**Tekst źródłowy:**

·····

Witamy na stronie Klubu Jagiellońskiego. Jesteśmy niepartyjnym, chadeckim środowiskiem politycznym, które szuka rozwiązań ustrojowych, gospodarczych i społecznych służących integralnemu rozwojowi człowieka. Portal klubjagiellonski.pl rozwija ideę Nowej Chadecji, której filarami są: republikanizm, konserwatyzm, katolicka nauka społeczna.

Zachęcamy do regularnych odwiedzin naszej strony. Informujemy, że korzystamy z cookies.
Jakub Żak  2 listopada 2017

Duża ustawa reprywatyzacyjna? Raczej ustawa o wygaszaniu roszczeń

Jakub Żak  2 listopada 2017
przeczytanie zajmie 8 min

Ministerstwo Sprawiedliwości nie jest w żaden sposób zainteresowane sprawiedliwą restytucją mienia. Chodzi jedynie o „zakończenie problemu” zwrotów nieruchomości lub odszkodowań w pełnej wartości utraconego mienia. Projekt wymienia szereg kategorii osób, którym nie przysługuje żadna rekompensata za znacjonalizowanie mienie i katalog podstaw prawnych nacjonalizacji mienia, które również oznaczają wyłączenie z prawa do rekompensaty. Karanie obywatela za błędy polityków przeistoczyło się już w stały element polskiego życia publicznego.

Źle zdefiniowany problem

Kiedy Ministerstwo Sprawiedliwości zaprezentowało założenia projektu ustawy nazwanej „dużą ustawą reprywatyzacyjną” można było jej rozwiązania – w szczególności wysokość rekompensaty na poziomie 20% wartości przejętej nieruchomości – uznać zależnie od poglądów za sprawiedliwe lub niesprawiedliwe. Sam należałem do drugiej z tych grup. Nikt jednak chyba nie przypuszczał, iż powtórzony zostanie fortel Platformy Obywatelskiej, która doprowadziła w poprzedniej kadencji do wygaszenia niektórych roszczeń. Przypomnijmy: tak było z nowelizacją ustawy o gospodarce nieruchomościami nazywaną mylnie „małą ustawą reprywatyzacyjną”. W rzeczywistości tamta regulacja wygaszała lub pozwalała na wykup części roszczeń do warszawskich nieruchomości dekretowych. Po opublikowaniu na stronie resortu sprawiedliwości całości nowego projektu  okazało się, że ta „duża ustawa reprywatyzacyjna” jest w praktyce „dużą ustawą o wygaszeniu niektórych roszczeń reprywatyzacyjnych”.

Ustawa promowana przez Patryka Jakiego to akt zaprojektowany starannie, może nieco przesadnie skomplikowany, ale skalkulowany na ograniczenie roszczeń reprywatyzacyjnych do absolutnego minimum. Projekt, nie bacząc na podstawowe ramy sprawiedliwości i argumenty historyczne, wybiórczo ustala roszczenia za które rekompensata ma przysługiwać. Ciężko przy tym doszukiwać się w tej selekcji jakiegoś logicznego kryterium.

·····

**Przekazane pozycje:**
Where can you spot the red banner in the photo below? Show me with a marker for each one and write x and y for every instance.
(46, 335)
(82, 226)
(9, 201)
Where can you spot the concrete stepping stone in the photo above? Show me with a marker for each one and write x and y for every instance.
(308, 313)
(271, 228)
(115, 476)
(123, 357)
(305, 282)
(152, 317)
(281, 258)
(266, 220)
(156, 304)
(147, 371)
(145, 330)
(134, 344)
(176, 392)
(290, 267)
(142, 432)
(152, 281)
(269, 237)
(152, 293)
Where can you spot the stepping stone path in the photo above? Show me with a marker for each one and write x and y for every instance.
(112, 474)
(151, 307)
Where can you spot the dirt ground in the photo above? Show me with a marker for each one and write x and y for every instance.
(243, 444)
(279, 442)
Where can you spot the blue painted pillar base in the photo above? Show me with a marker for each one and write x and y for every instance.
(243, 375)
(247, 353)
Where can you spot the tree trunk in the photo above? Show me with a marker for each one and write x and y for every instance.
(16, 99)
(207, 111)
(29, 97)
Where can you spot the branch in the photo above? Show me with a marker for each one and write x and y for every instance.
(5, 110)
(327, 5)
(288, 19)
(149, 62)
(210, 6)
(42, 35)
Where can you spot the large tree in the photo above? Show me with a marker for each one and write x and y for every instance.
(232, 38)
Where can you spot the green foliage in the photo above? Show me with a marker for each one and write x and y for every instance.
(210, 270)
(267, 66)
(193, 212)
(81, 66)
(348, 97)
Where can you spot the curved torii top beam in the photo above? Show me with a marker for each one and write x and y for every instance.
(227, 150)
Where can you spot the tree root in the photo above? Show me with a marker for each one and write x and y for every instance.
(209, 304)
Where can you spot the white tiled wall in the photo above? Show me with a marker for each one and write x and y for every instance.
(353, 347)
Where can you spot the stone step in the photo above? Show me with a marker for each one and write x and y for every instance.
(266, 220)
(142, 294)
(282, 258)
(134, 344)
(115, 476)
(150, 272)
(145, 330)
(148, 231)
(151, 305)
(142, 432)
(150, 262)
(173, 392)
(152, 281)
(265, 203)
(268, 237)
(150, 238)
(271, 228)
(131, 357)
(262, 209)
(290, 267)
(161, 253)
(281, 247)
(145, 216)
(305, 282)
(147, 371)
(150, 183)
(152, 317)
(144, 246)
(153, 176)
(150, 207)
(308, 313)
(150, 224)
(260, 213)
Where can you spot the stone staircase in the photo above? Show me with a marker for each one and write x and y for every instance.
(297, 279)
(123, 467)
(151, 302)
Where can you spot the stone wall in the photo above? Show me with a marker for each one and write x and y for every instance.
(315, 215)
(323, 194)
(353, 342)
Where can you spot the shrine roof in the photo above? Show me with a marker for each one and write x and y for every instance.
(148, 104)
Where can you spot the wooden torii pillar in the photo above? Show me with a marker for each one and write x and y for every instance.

·····

**Treść poleceń:**
**A.** Przepisz z tekstu o ustawie reprywatyzacyjnej fragment zaczynający się od słów „Witamy na stronie Klubu” i sięgający aż po słowa „katolicka nauka społeczna.”.
**B.** Wymień wszystkie filary idei Nowej Chadecji, które wskazuje tekst o ustawie reprywatyzacyjnej.
**C.** Podaj dalszy ciąg tekstu o ustawie reprywatyzacyjnej, począwszy od zdania następującego po ostatnim zamieszczonym.

**Odpowiedzi do zadań:**
**A.**
Witamy na stronie Klubu Jagiellońskiego. Jesteśmy niepartyjnym, chadeckim środowiskiem politycznym, które szuka rozwiązań ustrojowych, gospodarczych i społecznych służących integralnemu rozwojowi człowieka. Portal klubjagiellonski.pl rozwija ideę Nowej Chadecji, której filarami są: republikanizm, konserwatyzm, katolicka nauka społeczna.

**B.** republikanizm, konserwatyzm, katolicka nauka społeczna

**C.**
Analizując zaproponowane przepisy nie sposób oprzeć się wrażeniu, że projektodawca tak naprawdę nie jest w żaden sposób zainteresowany sprawiedliwą restytucją mienia, a chodzi jedynie o „zakończenie problemu” zwrotów nieruchomości lub odszkodowań w pełnej wartości utraconego mienia. Uważam ów problem za błędnie zdefiniowany: w rzeczywistości polega on na tym, że nieprawidłowości przy zwrotach (a w niewielkiej skali przy odszkodowaniach) narosły z uwagi na zaniechanie całej klasy politycznej po 1989 r., nie zaś samych byłych właścicieli. Niestety, karanie obywatela za błędy polityków przeistoczyło się już w stały element polskiego życia publicznego.

Ćwierćwiecza niesprawiedliwości nie naprawimy w dwa lata

27 lat niesprawiedliwości projekt zamierza zastąpić ekspresowym trybem składania wniosków i równie ekspresowymi postępowaniami. Ustawa wprowadza bowiem 12-miesięczny termin do wystąpienia z wnioskiem o rekompensatę oraz zakłada, że potwierdzenie prawa do rekompensaty wydane zostanie w przeciągu 6 miesięcy od złożenia wniosku. Następnie w kolejne 6 miesięcy zostanie określona postać rekompensaty. Wskazane terminy, może za wyjątkiem ostatniego z nich, wydają się być nierealne. Zebranie roszczeń, przy tak skomplikowanej strukturze ustawy, powinno trwać zdecydowanie dłużej, a towarzyszyć mu powinna rzetelna kampania informacyjna na temat osób uprawnionych i mienia objętego rekompensatami.

Naiwne wydaje się również założenie wysokiej wydolności urzędów wojewódzkich i przeświadczenie, że nie będą one natykały się w takim procesie na problemy prawne lub faktyczne. Przypomnijmy: łatwiejsza w swej istocie, bo nie uzależniająca prawa do rekompensaty od prawidłowości lub nieprawidłowości przejęcia nieruchomości, ustawa o tzw. mieniu zabużańskim przewidywała ponad 3-letni termin na złożenie wniosku, a zainicjowane postępowania trwają do dziś.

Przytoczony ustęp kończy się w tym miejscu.